Dataset excerpts:
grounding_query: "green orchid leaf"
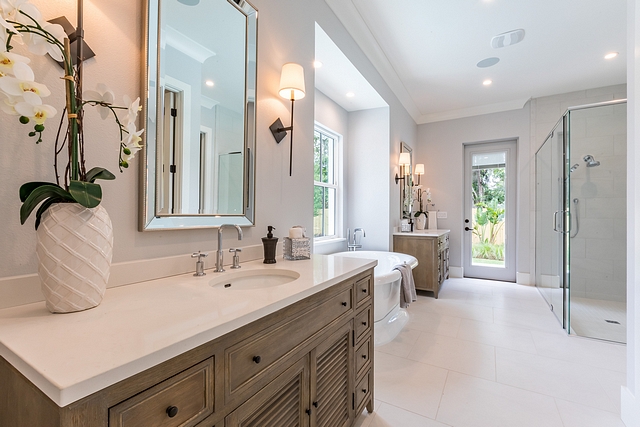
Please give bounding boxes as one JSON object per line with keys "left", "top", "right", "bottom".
{"left": 69, "top": 180, "right": 102, "bottom": 208}
{"left": 34, "top": 198, "right": 63, "bottom": 230}
{"left": 19, "top": 181, "right": 57, "bottom": 203}
{"left": 85, "top": 167, "right": 116, "bottom": 183}
{"left": 20, "top": 185, "right": 74, "bottom": 226}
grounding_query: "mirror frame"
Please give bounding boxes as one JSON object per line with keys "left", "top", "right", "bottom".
{"left": 140, "top": 0, "right": 257, "bottom": 231}
{"left": 400, "top": 141, "right": 413, "bottom": 219}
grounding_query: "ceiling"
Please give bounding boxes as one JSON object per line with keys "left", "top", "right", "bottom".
{"left": 322, "top": 0, "right": 627, "bottom": 124}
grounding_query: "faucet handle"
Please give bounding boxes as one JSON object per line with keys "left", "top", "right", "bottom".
{"left": 192, "top": 251, "right": 208, "bottom": 260}
{"left": 229, "top": 248, "right": 242, "bottom": 253}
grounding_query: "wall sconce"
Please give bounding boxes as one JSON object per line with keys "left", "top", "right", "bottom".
{"left": 270, "top": 63, "right": 306, "bottom": 176}
{"left": 394, "top": 152, "right": 411, "bottom": 184}
{"left": 414, "top": 163, "right": 424, "bottom": 185}
{"left": 48, "top": 0, "right": 95, "bottom": 68}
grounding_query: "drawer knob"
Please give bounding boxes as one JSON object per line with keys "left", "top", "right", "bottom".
{"left": 361, "top": 288, "right": 367, "bottom": 293}
{"left": 362, "top": 354, "right": 367, "bottom": 359}
{"left": 362, "top": 321, "right": 367, "bottom": 326}
{"left": 253, "top": 355, "right": 262, "bottom": 364}
{"left": 166, "top": 406, "right": 179, "bottom": 418}
{"left": 313, "top": 401, "right": 318, "bottom": 408}
{"left": 306, "top": 408, "right": 312, "bottom": 415}
{"left": 362, "top": 388, "right": 367, "bottom": 393}
{"left": 341, "top": 302, "right": 347, "bottom": 307}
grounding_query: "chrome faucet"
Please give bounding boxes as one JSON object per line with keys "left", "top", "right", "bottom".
{"left": 215, "top": 224, "right": 243, "bottom": 273}
{"left": 191, "top": 251, "right": 208, "bottom": 276}
{"left": 347, "top": 227, "right": 366, "bottom": 251}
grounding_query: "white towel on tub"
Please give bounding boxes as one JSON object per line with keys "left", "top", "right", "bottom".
{"left": 393, "top": 263, "right": 417, "bottom": 308}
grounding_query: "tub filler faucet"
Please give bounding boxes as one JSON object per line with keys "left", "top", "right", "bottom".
{"left": 347, "top": 228, "right": 366, "bottom": 251}
{"left": 215, "top": 224, "right": 243, "bottom": 273}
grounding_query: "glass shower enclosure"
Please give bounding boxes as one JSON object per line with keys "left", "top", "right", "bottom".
{"left": 535, "top": 99, "right": 627, "bottom": 343}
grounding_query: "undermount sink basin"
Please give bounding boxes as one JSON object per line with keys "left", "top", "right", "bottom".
{"left": 209, "top": 269, "right": 300, "bottom": 290}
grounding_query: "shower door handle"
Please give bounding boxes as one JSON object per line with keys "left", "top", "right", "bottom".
{"left": 553, "top": 211, "right": 560, "bottom": 233}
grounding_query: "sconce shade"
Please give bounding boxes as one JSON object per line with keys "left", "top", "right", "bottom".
{"left": 399, "top": 152, "right": 411, "bottom": 166}
{"left": 414, "top": 163, "right": 424, "bottom": 175}
{"left": 278, "top": 63, "right": 306, "bottom": 101}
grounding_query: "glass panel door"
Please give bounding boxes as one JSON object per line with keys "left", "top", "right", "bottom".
{"left": 463, "top": 141, "right": 517, "bottom": 282}
{"left": 535, "top": 120, "right": 566, "bottom": 326}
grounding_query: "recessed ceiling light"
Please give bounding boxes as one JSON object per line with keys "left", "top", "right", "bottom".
{"left": 346, "top": 92, "right": 355, "bottom": 98}
{"left": 483, "top": 79, "right": 492, "bottom": 86}
{"left": 477, "top": 57, "right": 500, "bottom": 68}
{"left": 205, "top": 80, "right": 214, "bottom": 87}
{"left": 313, "top": 60, "right": 323, "bottom": 68}
{"left": 178, "top": 0, "right": 200, "bottom": 5}
{"left": 604, "top": 52, "right": 619, "bottom": 60}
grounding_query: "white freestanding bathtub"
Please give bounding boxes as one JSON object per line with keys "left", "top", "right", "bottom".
{"left": 331, "top": 251, "right": 418, "bottom": 346}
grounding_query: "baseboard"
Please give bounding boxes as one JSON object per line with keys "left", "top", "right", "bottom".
{"left": 516, "top": 272, "right": 532, "bottom": 286}
{"left": 449, "top": 266, "right": 463, "bottom": 278}
{"left": 0, "top": 244, "right": 269, "bottom": 310}
{"left": 622, "top": 386, "right": 640, "bottom": 427}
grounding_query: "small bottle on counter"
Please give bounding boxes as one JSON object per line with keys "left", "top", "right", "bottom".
{"left": 262, "top": 226, "right": 278, "bottom": 264}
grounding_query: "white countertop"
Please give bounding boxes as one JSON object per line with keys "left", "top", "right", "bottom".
{"left": 393, "top": 229, "right": 450, "bottom": 237}
{"left": 0, "top": 255, "right": 376, "bottom": 407}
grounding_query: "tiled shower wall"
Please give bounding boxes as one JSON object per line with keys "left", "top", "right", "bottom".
{"left": 569, "top": 103, "right": 627, "bottom": 302}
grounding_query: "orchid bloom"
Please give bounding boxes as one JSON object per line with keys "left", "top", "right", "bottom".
{"left": 14, "top": 91, "right": 56, "bottom": 123}
{"left": 0, "top": 51, "right": 30, "bottom": 75}
{"left": 123, "top": 95, "right": 142, "bottom": 124}
{"left": 0, "top": 61, "right": 50, "bottom": 98}
{"left": 0, "top": 91, "right": 18, "bottom": 115}
{"left": 22, "top": 21, "right": 64, "bottom": 61}
{"left": 84, "top": 83, "right": 116, "bottom": 120}
{"left": 0, "top": 0, "right": 41, "bottom": 25}
{"left": 124, "top": 121, "right": 144, "bottom": 151}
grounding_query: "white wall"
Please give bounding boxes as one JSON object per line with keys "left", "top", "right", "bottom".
{"left": 622, "top": 0, "right": 640, "bottom": 424}
{"left": 0, "top": 0, "right": 418, "bottom": 307}
{"left": 347, "top": 107, "right": 391, "bottom": 251}
{"left": 416, "top": 105, "right": 531, "bottom": 276}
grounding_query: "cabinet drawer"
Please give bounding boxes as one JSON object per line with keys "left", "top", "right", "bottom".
{"left": 355, "top": 275, "right": 372, "bottom": 306}
{"left": 355, "top": 338, "right": 371, "bottom": 379}
{"left": 355, "top": 370, "right": 371, "bottom": 412}
{"left": 227, "top": 287, "right": 352, "bottom": 395}
{"left": 354, "top": 307, "right": 371, "bottom": 344}
{"left": 109, "top": 357, "right": 214, "bottom": 427}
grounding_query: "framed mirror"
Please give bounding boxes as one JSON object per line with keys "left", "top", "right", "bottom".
{"left": 140, "top": 0, "right": 257, "bottom": 230}
{"left": 400, "top": 142, "right": 413, "bottom": 219}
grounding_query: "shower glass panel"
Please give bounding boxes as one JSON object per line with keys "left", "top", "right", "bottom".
{"left": 536, "top": 99, "right": 627, "bottom": 343}
{"left": 567, "top": 102, "right": 627, "bottom": 343}
{"left": 535, "top": 119, "right": 567, "bottom": 327}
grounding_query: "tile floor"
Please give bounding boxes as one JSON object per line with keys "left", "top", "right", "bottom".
{"left": 354, "top": 277, "right": 627, "bottom": 427}
{"left": 570, "top": 296, "right": 626, "bottom": 344}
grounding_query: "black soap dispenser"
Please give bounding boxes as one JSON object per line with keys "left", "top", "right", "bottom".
{"left": 262, "top": 226, "right": 278, "bottom": 264}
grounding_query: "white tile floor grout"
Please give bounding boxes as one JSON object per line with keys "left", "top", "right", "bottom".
{"left": 354, "top": 277, "right": 627, "bottom": 427}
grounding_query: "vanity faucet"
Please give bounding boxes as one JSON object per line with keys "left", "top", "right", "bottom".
{"left": 215, "top": 224, "right": 243, "bottom": 273}
{"left": 191, "top": 251, "right": 208, "bottom": 276}
{"left": 347, "top": 227, "right": 366, "bottom": 251}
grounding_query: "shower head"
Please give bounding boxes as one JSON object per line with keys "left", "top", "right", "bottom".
{"left": 583, "top": 155, "right": 600, "bottom": 167}
{"left": 570, "top": 163, "right": 579, "bottom": 173}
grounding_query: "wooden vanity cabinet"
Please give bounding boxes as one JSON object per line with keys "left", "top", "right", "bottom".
{"left": 393, "top": 233, "right": 450, "bottom": 298}
{"left": 0, "top": 269, "right": 374, "bottom": 427}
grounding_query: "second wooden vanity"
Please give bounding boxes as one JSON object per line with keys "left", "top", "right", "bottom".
{"left": 393, "top": 230, "right": 450, "bottom": 298}
{"left": 0, "top": 257, "right": 375, "bottom": 427}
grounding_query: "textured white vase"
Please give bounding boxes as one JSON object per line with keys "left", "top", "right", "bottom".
{"left": 36, "top": 203, "right": 113, "bottom": 313}
{"left": 415, "top": 213, "right": 427, "bottom": 230}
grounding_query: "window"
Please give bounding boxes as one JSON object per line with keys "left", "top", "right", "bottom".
{"left": 313, "top": 126, "right": 340, "bottom": 238}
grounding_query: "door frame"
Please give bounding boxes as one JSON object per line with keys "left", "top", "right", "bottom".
{"left": 463, "top": 139, "right": 517, "bottom": 282}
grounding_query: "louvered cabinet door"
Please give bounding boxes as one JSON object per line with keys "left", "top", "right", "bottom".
{"left": 310, "top": 323, "right": 352, "bottom": 427}
{"left": 225, "top": 355, "right": 310, "bottom": 427}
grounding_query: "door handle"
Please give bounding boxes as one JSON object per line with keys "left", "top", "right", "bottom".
{"left": 553, "top": 211, "right": 560, "bottom": 233}
{"left": 464, "top": 227, "right": 471, "bottom": 232}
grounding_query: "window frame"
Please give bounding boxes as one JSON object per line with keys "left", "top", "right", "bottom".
{"left": 313, "top": 123, "right": 343, "bottom": 241}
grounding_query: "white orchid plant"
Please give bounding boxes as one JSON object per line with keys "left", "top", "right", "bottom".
{"left": 0, "top": 0, "right": 143, "bottom": 229}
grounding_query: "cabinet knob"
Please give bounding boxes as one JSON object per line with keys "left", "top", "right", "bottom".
{"left": 361, "top": 288, "right": 367, "bottom": 293}
{"left": 313, "top": 401, "right": 318, "bottom": 408}
{"left": 341, "top": 301, "right": 347, "bottom": 306}
{"left": 253, "top": 355, "right": 261, "bottom": 364}
{"left": 166, "top": 406, "right": 179, "bottom": 418}
{"left": 362, "top": 321, "right": 367, "bottom": 326}
{"left": 362, "top": 354, "right": 367, "bottom": 359}
{"left": 306, "top": 408, "right": 312, "bottom": 415}
{"left": 362, "top": 388, "right": 367, "bottom": 394}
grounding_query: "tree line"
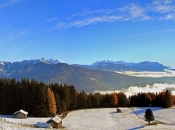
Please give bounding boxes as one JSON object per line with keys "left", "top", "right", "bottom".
{"left": 0, "top": 78, "right": 174, "bottom": 117}
{"left": 129, "top": 90, "right": 175, "bottom": 108}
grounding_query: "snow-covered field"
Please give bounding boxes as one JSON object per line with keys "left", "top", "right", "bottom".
{"left": 63, "top": 107, "right": 175, "bottom": 130}
{"left": 1, "top": 107, "right": 175, "bottom": 129}
{"left": 63, "top": 108, "right": 146, "bottom": 130}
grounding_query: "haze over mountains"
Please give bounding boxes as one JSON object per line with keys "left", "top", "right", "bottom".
{"left": 0, "top": 58, "right": 175, "bottom": 92}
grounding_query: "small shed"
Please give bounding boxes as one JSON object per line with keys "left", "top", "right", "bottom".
{"left": 36, "top": 122, "right": 52, "bottom": 128}
{"left": 47, "top": 115, "right": 62, "bottom": 128}
{"left": 13, "top": 109, "right": 28, "bottom": 119}
{"left": 116, "top": 108, "right": 122, "bottom": 113}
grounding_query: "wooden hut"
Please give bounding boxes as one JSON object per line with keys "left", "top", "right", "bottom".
{"left": 13, "top": 109, "right": 28, "bottom": 119}
{"left": 47, "top": 115, "right": 62, "bottom": 128}
{"left": 116, "top": 108, "right": 122, "bottom": 113}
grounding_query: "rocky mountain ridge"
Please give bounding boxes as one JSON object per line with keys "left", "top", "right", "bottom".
{"left": 0, "top": 58, "right": 174, "bottom": 92}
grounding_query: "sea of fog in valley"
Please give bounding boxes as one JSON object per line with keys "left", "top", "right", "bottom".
{"left": 116, "top": 70, "right": 175, "bottom": 78}
{"left": 94, "top": 70, "right": 175, "bottom": 97}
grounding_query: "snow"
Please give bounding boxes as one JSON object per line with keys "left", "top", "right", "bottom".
{"left": 6, "top": 73, "right": 12, "bottom": 76}
{"left": 90, "top": 78, "right": 98, "bottom": 81}
{"left": 48, "top": 115, "right": 62, "bottom": 123}
{"left": 71, "top": 68, "right": 77, "bottom": 75}
{"left": 40, "top": 58, "right": 62, "bottom": 64}
{"left": 1, "top": 107, "right": 175, "bottom": 129}
{"left": 91, "top": 60, "right": 116, "bottom": 66}
{"left": 46, "top": 70, "right": 56, "bottom": 75}
{"left": 63, "top": 108, "right": 146, "bottom": 130}
{"left": 0, "top": 61, "right": 4, "bottom": 65}
{"left": 0, "top": 115, "right": 50, "bottom": 124}
{"left": 5, "top": 71, "right": 15, "bottom": 77}
{"left": 63, "top": 108, "right": 175, "bottom": 130}
{"left": 0, "top": 115, "right": 53, "bottom": 130}
{"left": 13, "top": 110, "right": 28, "bottom": 115}
{"left": 134, "top": 107, "right": 175, "bottom": 124}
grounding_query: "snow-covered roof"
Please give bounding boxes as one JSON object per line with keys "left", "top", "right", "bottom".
{"left": 36, "top": 122, "right": 51, "bottom": 128}
{"left": 47, "top": 115, "right": 62, "bottom": 123}
{"left": 13, "top": 109, "right": 28, "bottom": 115}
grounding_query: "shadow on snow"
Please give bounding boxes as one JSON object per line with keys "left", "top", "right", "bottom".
{"left": 109, "top": 111, "right": 117, "bottom": 114}
{"left": 131, "top": 107, "right": 162, "bottom": 115}
{"left": 128, "top": 125, "right": 144, "bottom": 130}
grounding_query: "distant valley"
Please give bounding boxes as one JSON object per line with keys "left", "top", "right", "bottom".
{"left": 0, "top": 58, "right": 175, "bottom": 92}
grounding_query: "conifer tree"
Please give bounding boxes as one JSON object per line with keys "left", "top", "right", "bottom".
{"left": 29, "top": 79, "right": 39, "bottom": 116}
{"left": 164, "top": 90, "right": 173, "bottom": 108}
{"left": 111, "top": 92, "right": 118, "bottom": 107}
{"left": 33, "top": 82, "right": 49, "bottom": 117}
{"left": 5, "top": 78, "right": 13, "bottom": 114}
{"left": 10, "top": 78, "right": 19, "bottom": 113}
{"left": 117, "top": 92, "right": 129, "bottom": 107}
{"left": 21, "top": 78, "right": 30, "bottom": 112}
{"left": 61, "top": 100, "right": 66, "bottom": 112}
{"left": 47, "top": 87, "right": 57, "bottom": 116}
{"left": 87, "top": 93, "right": 93, "bottom": 108}
{"left": 0, "top": 79, "right": 7, "bottom": 114}
{"left": 145, "top": 108, "right": 154, "bottom": 125}
{"left": 69, "top": 85, "right": 78, "bottom": 110}
{"left": 102, "top": 94, "right": 111, "bottom": 107}
{"left": 77, "top": 90, "right": 88, "bottom": 109}
{"left": 92, "top": 93, "right": 102, "bottom": 108}
{"left": 160, "top": 92, "right": 166, "bottom": 107}
{"left": 51, "top": 83, "right": 62, "bottom": 114}
{"left": 62, "top": 83, "right": 70, "bottom": 111}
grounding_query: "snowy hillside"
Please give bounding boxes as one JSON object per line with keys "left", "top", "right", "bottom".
{"left": 1, "top": 107, "right": 175, "bottom": 129}
{"left": 63, "top": 107, "right": 175, "bottom": 130}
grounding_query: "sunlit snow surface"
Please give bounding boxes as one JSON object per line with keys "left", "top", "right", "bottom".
{"left": 63, "top": 108, "right": 146, "bottom": 130}
{"left": 1, "top": 107, "right": 175, "bottom": 129}
{"left": 63, "top": 108, "right": 175, "bottom": 130}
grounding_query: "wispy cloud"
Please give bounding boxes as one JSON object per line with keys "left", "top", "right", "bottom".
{"left": 8, "top": 30, "right": 27, "bottom": 42}
{"left": 50, "top": 1, "right": 175, "bottom": 30}
{"left": 47, "top": 18, "right": 57, "bottom": 22}
{"left": 50, "top": 15, "right": 122, "bottom": 31}
{"left": 150, "top": 0, "right": 175, "bottom": 20}
{"left": 119, "top": 4, "right": 150, "bottom": 21}
{"left": 152, "top": 1, "right": 175, "bottom": 13}
{"left": 0, "top": 0, "right": 26, "bottom": 9}
{"left": 0, "top": 30, "right": 27, "bottom": 45}
{"left": 69, "top": 9, "right": 114, "bottom": 18}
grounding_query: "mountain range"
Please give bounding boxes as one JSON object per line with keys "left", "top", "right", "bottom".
{"left": 0, "top": 58, "right": 175, "bottom": 92}
{"left": 73, "top": 60, "right": 174, "bottom": 72}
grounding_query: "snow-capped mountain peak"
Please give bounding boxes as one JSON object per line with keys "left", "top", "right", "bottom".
{"left": 91, "top": 60, "right": 116, "bottom": 66}
{"left": 0, "top": 61, "right": 4, "bottom": 65}
{"left": 0, "top": 58, "right": 62, "bottom": 67}
{"left": 40, "top": 58, "right": 62, "bottom": 64}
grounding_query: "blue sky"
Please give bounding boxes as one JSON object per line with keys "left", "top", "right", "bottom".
{"left": 0, "top": 0, "right": 175, "bottom": 67}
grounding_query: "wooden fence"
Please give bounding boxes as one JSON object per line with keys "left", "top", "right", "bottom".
{"left": 0, "top": 116, "right": 36, "bottom": 128}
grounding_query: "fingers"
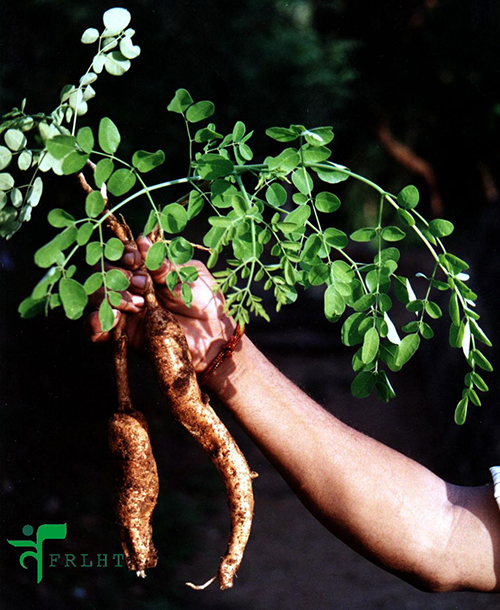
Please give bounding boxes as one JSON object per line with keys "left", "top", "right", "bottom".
{"left": 135, "top": 234, "right": 226, "bottom": 319}
{"left": 121, "top": 243, "right": 142, "bottom": 270}
{"left": 86, "top": 243, "right": 146, "bottom": 345}
{"left": 89, "top": 285, "right": 145, "bottom": 313}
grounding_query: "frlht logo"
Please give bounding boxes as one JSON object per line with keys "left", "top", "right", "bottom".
{"left": 7, "top": 523, "right": 67, "bottom": 584}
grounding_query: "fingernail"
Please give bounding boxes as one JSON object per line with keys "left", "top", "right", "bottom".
{"left": 123, "top": 253, "right": 135, "bottom": 266}
{"left": 131, "top": 274, "right": 147, "bottom": 289}
{"left": 132, "top": 295, "right": 145, "bottom": 307}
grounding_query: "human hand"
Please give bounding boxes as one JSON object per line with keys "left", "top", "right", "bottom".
{"left": 86, "top": 236, "right": 235, "bottom": 373}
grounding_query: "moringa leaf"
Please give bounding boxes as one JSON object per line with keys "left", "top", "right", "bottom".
{"left": 99, "top": 299, "right": 115, "bottom": 332}
{"left": 103, "top": 7, "right": 131, "bottom": 36}
{"left": 167, "top": 88, "right": 193, "bottom": 114}
{"left": 186, "top": 101, "right": 215, "bottom": 123}
{"left": 94, "top": 158, "right": 114, "bottom": 187}
{"left": 47, "top": 208, "right": 75, "bottom": 228}
{"left": 107, "top": 169, "right": 136, "bottom": 196}
{"left": 351, "top": 371, "right": 377, "bottom": 398}
{"left": 0, "top": 146, "right": 12, "bottom": 170}
{"left": 132, "top": 149, "right": 165, "bottom": 173}
{"left": 397, "top": 185, "right": 419, "bottom": 209}
{"left": 168, "top": 236, "right": 193, "bottom": 264}
{"left": 104, "top": 237, "right": 124, "bottom": 261}
{"left": 196, "top": 154, "right": 234, "bottom": 180}
{"left": 77, "top": 126, "right": 94, "bottom": 154}
{"left": 145, "top": 241, "right": 167, "bottom": 270}
{"left": 362, "top": 326, "right": 379, "bottom": 364}
{"left": 85, "top": 191, "right": 105, "bottom": 218}
{"left": 81, "top": 28, "right": 99, "bottom": 44}
{"left": 160, "top": 203, "right": 188, "bottom": 234}
{"left": 395, "top": 333, "right": 420, "bottom": 367}
{"left": 59, "top": 278, "right": 88, "bottom": 320}
{"left": 106, "top": 268, "right": 130, "bottom": 291}
{"left": 454, "top": 397, "right": 468, "bottom": 425}
{"left": 429, "top": 219, "right": 454, "bottom": 238}
{"left": 98, "top": 117, "right": 120, "bottom": 154}
{"left": 315, "top": 192, "right": 341, "bottom": 213}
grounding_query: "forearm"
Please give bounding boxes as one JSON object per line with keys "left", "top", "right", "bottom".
{"left": 207, "top": 336, "right": 500, "bottom": 592}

- [What is required] Every line in the data above that contains the word "wall" should be copied.

- [Result]
grounding_query: "wall sconce"
grounding_query: "tiled shower wall"
grounding_query: "white wall"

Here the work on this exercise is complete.